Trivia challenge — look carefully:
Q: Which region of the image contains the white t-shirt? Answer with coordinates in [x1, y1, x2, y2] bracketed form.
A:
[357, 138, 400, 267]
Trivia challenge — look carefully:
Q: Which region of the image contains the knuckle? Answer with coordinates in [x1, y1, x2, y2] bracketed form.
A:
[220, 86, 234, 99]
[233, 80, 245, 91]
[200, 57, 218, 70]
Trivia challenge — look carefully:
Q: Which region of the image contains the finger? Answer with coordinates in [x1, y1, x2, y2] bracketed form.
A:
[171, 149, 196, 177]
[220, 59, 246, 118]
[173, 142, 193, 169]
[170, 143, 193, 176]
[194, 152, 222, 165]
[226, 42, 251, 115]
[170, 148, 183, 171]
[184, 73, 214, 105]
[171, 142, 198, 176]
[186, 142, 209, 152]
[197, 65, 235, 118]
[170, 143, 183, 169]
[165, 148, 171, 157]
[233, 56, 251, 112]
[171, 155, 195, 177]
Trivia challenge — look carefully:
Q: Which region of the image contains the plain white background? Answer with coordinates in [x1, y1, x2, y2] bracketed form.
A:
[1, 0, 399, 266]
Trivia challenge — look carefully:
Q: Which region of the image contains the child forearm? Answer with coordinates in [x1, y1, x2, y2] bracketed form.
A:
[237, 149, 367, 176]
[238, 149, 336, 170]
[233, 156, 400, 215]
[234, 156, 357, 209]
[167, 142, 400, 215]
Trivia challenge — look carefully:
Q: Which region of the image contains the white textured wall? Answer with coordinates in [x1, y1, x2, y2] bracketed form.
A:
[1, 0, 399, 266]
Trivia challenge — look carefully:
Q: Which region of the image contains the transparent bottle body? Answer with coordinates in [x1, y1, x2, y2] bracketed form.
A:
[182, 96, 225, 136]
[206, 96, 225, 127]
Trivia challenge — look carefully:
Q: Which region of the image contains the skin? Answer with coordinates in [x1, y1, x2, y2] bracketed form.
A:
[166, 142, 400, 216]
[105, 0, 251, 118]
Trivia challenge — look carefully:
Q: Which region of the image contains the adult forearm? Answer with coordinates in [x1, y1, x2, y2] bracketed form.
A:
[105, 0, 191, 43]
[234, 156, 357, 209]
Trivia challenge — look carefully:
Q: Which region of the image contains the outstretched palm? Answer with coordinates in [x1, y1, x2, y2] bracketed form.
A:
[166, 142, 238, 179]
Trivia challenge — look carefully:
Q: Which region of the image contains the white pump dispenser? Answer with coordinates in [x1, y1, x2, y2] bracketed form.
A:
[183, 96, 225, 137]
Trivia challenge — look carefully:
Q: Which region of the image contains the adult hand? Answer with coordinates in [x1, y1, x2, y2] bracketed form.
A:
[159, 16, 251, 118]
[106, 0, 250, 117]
================
- **Task item**
Write the data back out verbatim.

- **Your response**
Trivia challenge — look carefully:
Q: Which region of the image contains the white t-shirt? Answer with coordinates in [x1, y1, x2, y2] bracketed form.
A:
[357, 138, 400, 267]
Trivia challenge — look carefully:
Q: Which region of the image contains the knuckle? Answer with coordinates in [x1, y1, x2, y2] bracketed form.
A:
[220, 86, 234, 99]
[233, 80, 245, 91]
[200, 57, 218, 70]
Trivia challenge — look carefully:
Q: Which region of the image contains the finger? Answer with coordinates in [x1, y1, x2, y2] bracketed form.
A:
[171, 149, 196, 177]
[220, 59, 246, 118]
[173, 142, 193, 169]
[170, 143, 193, 176]
[194, 152, 222, 165]
[226, 42, 251, 115]
[170, 148, 183, 171]
[184, 73, 214, 105]
[171, 142, 198, 176]
[186, 142, 209, 152]
[197, 65, 235, 118]
[170, 143, 183, 169]
[165, 148, 171, 157]
[233, 56, 251, 112]
[171, 155, 195, 177]
Trivia challenge — look carefully:
Q: Which region of the image contains the plain white background? Answer with coordinates in [x1, y1, x2, y2] bracketed form.
A:
[1, 0, 399, 266]
Trivia challenge — look carefully:
Q: Which region of the image contains the child forearm? Answer with coordinates in [x1, y1, x2, y2] bracketed form.
A:
[237, 149, 367, 176]
[238, 149, 336, 170]
[233, 156, 400, 215]
[234, 156, 357, 209]
[167, 142, 400, 215]
Trivia challenge — look carefully:
Q: Which region of the image contains the white textured wall? Answer with coordinates in [x1, y1, x2, y2] bracketed form.
A:
[1, 0, 399, 266]
Trivia challenge — look carefully:
Q: Which region of the image contains the transparent bottle body? Answer with coordinates in [x1, y1, x2, y2] bracketed form.
A:
[182, 96, 225, 136]
[206, 96, 225, 127]
Trivia challenge — look carefully:
Q: Which region of the image contains the skin? Answer with coordinates in [x1, y1, x2, y2] bracketed form.
A:
[166, 142, 400, 216]
[105, 0, 251, 118]
Trivia challenge — look carefully:
Q: Which region of the image contains the adult forearm? Answer with coordinates in [x1, y1, x2, y2] bracketed form.
A:
[105, 0, 191, 43]
[234, 156, 357, 209]
Trivia challenge — look carefully:
Q: Which region of the image contains the outstretched palm? Answer with coordinates in [x1, y1, x2, y2] bracketed form.
A:
[166, 142, 238, 179]
Trivia challenge — look carefully:
Q: Which region of the image contains the white pump dispenser? Answer with coordinates in [x1, y1, x2, y2] bracketed form.
A:
[183, 96, 225, 137]
Trivia challenge — look carefully:
Q: Which region of the image contains the adult hand? Answer with coordinates in [x1, y1, x2, y2] bracketed form.
A:
[159, 16, 251, 118]
[106, 0, 250, 117]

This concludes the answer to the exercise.